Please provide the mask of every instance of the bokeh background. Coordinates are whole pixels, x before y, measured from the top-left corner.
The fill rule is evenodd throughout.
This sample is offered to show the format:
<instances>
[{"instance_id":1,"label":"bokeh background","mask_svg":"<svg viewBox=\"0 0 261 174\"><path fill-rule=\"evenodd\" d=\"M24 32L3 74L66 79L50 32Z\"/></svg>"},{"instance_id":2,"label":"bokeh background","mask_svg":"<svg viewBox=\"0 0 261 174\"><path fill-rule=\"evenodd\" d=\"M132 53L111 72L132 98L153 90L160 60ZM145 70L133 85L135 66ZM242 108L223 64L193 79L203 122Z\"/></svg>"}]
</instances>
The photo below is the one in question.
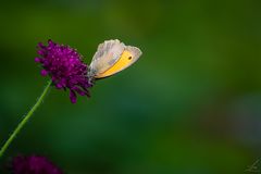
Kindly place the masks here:
<instances>
[{"instance_id":1,"label":"bokeh background","mask_svg":"<svg viewBox=\"0 0 261 174\"><path fill-rule=\"evenodd\" d=\"M144 52L90 99L72 104L53 88L0 173L18 153L67 174L239 174L261 158L260 1L10 0L0 21L1 145L47 84L39 41L77 48L88 63L105 39Z\"/></svg>"}]
</instances>

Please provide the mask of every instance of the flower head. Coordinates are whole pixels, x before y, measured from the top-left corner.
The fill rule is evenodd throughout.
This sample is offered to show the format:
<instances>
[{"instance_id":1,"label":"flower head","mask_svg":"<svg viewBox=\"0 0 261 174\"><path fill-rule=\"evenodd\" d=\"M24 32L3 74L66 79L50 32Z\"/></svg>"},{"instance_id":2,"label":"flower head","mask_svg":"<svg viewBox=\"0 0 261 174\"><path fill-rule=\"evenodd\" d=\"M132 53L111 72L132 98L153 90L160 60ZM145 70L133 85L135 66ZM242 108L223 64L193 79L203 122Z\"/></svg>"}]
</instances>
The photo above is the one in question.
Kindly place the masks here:
<instances>
[{"instance_id":1,"label":"flower head","mask_svg":"<svg viewBox=\"0 0 261 174\"><path fill-rule=\"evenodd\" d=\"M70 89L73 103L76 102L76 94L89 97L88 88L92 85L87 77L88 66L75 49L49 40L47 46L38 45L38 54L35 62L41 64L41 75L50 75L58 89Z\"/></svg>"},{"instance_id":2,"label":"flower head","mask_svg":"<svg viewBox=\"0 0 261 174\"><path fill-rule=\"evenodd\" d=\"M62 174L63 172L47 158L39 156L15 157L12 161L13 174Z\"/></svg>"}]
</instances>

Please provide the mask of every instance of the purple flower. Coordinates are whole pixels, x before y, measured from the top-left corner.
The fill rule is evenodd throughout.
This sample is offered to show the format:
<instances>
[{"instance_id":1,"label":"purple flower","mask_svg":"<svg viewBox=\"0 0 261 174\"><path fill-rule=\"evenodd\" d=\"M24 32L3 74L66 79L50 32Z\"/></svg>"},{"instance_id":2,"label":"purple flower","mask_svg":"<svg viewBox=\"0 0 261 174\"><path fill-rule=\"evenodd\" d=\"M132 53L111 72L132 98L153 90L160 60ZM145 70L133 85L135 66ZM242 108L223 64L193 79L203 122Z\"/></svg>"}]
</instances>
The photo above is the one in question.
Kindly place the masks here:
<instances>
[{"instance_id":1,"label":"purple flower","mask_svg":"<svg viewBox=\"0 0 261 174\"><path fill-rule=\"evenodd\" d=\"M47 158L18 156L12 161L13 174L62 174L63 172Z\"/></svg>"},{"instance_id":2,"label":"purple flower","mask_svg":"<svg viewBox=\"0 0 261 174\"><path fill-rule=\"evenodd\" d=\"M48 40L48 46L38 45L38 54L35 62L41 64L41 75L50 75L58 89L70 89L73 103L76 102L76 94L89 97L88 88L92 85L87 77L88 66L75 49Z\"/></svg>"}]
</instances>

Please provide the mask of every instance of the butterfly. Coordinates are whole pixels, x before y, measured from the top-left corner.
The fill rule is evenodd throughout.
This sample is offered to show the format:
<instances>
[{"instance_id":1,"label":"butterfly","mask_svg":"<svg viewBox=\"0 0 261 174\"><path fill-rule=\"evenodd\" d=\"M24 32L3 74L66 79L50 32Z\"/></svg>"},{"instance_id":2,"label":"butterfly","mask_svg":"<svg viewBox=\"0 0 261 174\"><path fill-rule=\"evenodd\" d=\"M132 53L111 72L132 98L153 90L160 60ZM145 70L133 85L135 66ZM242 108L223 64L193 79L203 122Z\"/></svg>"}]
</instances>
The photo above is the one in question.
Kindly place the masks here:
<instances>
[{"instance_id":1,"label":"butterfly","mask_svg":"<svg viewBox=\"0 0 261 174\"><path fill-rule=\"evenodd\" d=\"M88 69L90 79L114 75L136 62L142 52L139 48L125 46L120 40L105 40L98 46Z\"/></svg>"}]
</instances>

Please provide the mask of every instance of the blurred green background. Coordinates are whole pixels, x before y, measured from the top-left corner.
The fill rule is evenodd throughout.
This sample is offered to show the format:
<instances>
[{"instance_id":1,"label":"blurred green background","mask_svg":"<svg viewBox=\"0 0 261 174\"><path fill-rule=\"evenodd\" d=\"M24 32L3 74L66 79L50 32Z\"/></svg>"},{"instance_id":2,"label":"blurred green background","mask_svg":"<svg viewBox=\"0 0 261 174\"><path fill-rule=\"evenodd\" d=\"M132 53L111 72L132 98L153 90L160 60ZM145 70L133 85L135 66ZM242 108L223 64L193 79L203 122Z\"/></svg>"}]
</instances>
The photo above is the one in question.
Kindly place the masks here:
<instances>
[{"instance_id":1,"label":"blurred green background","mask_svg":"<svg viewBox=\"0 0 261 174\"><path fill-rule=\"evenodd\" d=\"M144 54L76 104L53 88L1 167L23 153L67 174L251 173L261 158L260 2L2 1L1 145L47 84L34 62L39 41L77 48L86 62L114 38Z\"/></svg>"}]
</instances>

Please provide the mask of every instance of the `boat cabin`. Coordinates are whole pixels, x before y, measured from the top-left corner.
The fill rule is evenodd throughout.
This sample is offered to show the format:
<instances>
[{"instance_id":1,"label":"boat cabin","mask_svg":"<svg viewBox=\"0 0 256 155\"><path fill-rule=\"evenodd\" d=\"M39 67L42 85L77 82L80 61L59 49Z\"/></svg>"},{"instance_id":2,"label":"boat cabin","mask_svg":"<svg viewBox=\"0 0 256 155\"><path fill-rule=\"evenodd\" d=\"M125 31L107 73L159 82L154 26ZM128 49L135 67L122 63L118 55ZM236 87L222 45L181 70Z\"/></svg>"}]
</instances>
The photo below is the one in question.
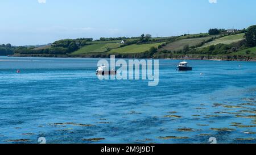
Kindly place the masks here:
<instances>
[{"instance_id":1,"label":"boat cabin","mask_svg":"<svg viewBox=\"0 0 256 155\"><path fill-rule=\"evenodd\" d=\"M179 66L187 66L187 65L188 64L187 62L184 61L180 63Z\"/></svg>"}]
</instances>

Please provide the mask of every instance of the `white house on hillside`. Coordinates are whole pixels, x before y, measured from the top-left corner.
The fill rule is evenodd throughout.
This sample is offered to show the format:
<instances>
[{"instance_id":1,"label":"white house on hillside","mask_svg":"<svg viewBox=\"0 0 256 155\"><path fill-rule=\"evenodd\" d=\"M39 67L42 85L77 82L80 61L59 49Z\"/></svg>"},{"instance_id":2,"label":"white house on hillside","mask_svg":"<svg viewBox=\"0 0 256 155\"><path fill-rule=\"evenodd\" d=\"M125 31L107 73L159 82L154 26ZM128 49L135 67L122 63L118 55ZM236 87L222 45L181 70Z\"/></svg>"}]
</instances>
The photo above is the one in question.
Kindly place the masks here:
<instances>
[{"instance_id":1,"label":"white house on hillside","mask_svg":"<svg viewBox=\"0 0 256 155\"><path fill-rule=\"evenodd\" d=\"M235 31L235 30L234 30L234 28L232 28L232 29L228 29L228 30L226 30L226 32L227 32L228 33L234 33L234 31Z\"/></svg>"},{"instance_id":2,"label":"white house on hillside","mask_svg":"<svg viewBox=\"0 0 256 155\"><path fill-rule=\"evenodd\" d=\"M120 43L117 43L117 44L125 44L125 40L122 40Z\"/></svg>"}]
</instances>

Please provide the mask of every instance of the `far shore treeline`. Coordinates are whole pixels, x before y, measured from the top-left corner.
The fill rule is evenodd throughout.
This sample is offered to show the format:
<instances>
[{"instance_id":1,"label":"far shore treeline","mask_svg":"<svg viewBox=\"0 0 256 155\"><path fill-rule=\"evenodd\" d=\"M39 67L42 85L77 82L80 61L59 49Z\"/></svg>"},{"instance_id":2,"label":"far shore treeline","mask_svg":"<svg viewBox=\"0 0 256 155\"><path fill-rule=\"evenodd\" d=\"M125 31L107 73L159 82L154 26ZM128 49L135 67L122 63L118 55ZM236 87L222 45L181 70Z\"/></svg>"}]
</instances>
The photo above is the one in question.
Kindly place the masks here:
<instances>
[{"instance_id":1,"label":"far shore treeline","mask_svg":"<svg viewBox=\"0 0 256 155\"><path fill-rule=\"evenodd\" d=\"M45 45L0 44L0 56L61 57L256 60L256 26L247 29L212 28L208 33L152 37L64 39Z\"/></svg>"}]
</instances>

◇ ◇ ◇ ◇ ◇

Goal of the exercise ::
Extract every line of the listing above that contains the string "treeline". Matching is case-sensitive.

Answer to this exercise ::
Please provide the mask of every instance of the `far shore treeline`. Coordinates are whole pixels, x before y, measured from the top-left corner.
[{"instance_id":1,"label":"far shore treeline","mask_svg":"<svg viewBox=\"0 0 256 155\"><path fill-rule=\"evenodd\" d=\"M39 67L42 85L77 82L80 61L59 49Z\"/></svg>"},{"instance_id":2,"label":"far shore treeline","mask_svg":"<svg viewBox=\"0 0 256 155\"><path fill-rule=\"evenodd\" d=\"M125 31L107 73L159 82L154 26ZM128 49L135 67L122 63L118 55ZM236 87L222 45L181 70Z\"/></svg>"}]
[{"instance_id":1,"label":"far shore treeline","mask_svg":"<svg viewBox=\"0 0 256 155\"><path fill-rule=\"evenodd\" d=\"M45 45L0 44L0 56L61 57L256 60L256 26L247 29L212 28L208 33L152 37L64 39Z\"/></svg>"}]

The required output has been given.